# 課題
以下の記録から、「front」という語を含む行をすべて選び出して書き写してもらえますか？ 大文字と小文字は区別します。

╭─ 記録データ

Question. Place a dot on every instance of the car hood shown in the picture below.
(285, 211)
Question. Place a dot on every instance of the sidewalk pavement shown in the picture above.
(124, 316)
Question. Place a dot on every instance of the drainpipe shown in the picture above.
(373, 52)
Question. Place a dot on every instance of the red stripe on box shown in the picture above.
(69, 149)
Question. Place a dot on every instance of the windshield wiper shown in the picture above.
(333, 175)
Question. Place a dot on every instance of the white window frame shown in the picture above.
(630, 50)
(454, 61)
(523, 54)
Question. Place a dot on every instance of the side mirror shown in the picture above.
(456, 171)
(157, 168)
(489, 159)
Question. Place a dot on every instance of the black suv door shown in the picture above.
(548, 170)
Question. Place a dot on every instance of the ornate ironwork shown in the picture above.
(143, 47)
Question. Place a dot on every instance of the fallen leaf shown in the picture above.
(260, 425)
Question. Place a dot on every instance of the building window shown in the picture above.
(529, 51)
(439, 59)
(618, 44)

╰─
╭─ 記録データ

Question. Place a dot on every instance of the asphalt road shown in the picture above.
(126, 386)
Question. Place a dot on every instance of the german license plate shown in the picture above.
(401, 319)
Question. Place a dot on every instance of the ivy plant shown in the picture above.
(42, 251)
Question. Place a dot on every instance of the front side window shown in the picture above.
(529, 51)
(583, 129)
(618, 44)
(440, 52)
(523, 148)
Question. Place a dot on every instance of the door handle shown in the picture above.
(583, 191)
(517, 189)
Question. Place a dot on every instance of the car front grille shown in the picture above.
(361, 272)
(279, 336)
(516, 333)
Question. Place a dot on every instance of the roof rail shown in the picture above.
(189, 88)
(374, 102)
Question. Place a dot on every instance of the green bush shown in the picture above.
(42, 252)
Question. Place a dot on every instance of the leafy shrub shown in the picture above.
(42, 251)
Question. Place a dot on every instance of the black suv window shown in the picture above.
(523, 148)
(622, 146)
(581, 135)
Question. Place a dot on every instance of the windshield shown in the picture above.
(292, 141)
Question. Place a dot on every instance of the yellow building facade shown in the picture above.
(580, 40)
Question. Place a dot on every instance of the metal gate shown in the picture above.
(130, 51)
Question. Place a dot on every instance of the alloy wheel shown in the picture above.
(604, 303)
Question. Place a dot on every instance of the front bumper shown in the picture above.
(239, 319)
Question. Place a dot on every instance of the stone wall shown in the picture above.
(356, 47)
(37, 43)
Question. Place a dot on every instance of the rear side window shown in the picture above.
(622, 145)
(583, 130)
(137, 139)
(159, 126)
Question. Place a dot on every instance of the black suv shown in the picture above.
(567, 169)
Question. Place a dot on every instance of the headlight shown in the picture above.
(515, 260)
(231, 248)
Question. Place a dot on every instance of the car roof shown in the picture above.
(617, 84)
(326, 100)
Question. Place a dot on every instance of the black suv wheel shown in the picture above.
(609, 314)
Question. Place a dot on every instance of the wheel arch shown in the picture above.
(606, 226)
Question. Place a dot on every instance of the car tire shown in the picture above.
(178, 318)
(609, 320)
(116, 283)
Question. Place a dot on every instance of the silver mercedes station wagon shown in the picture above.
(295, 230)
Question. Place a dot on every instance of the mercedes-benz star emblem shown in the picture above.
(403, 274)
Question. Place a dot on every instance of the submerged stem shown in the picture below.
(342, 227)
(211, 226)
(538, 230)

╰─

# 解答
Question. Place a dot on every instance of the front side window shown in the picture above.
Question. Place a dot on every instance of the car front grille shown in the picture above.
Question. Place a dot on every instance of the front bumper shown in the picture above.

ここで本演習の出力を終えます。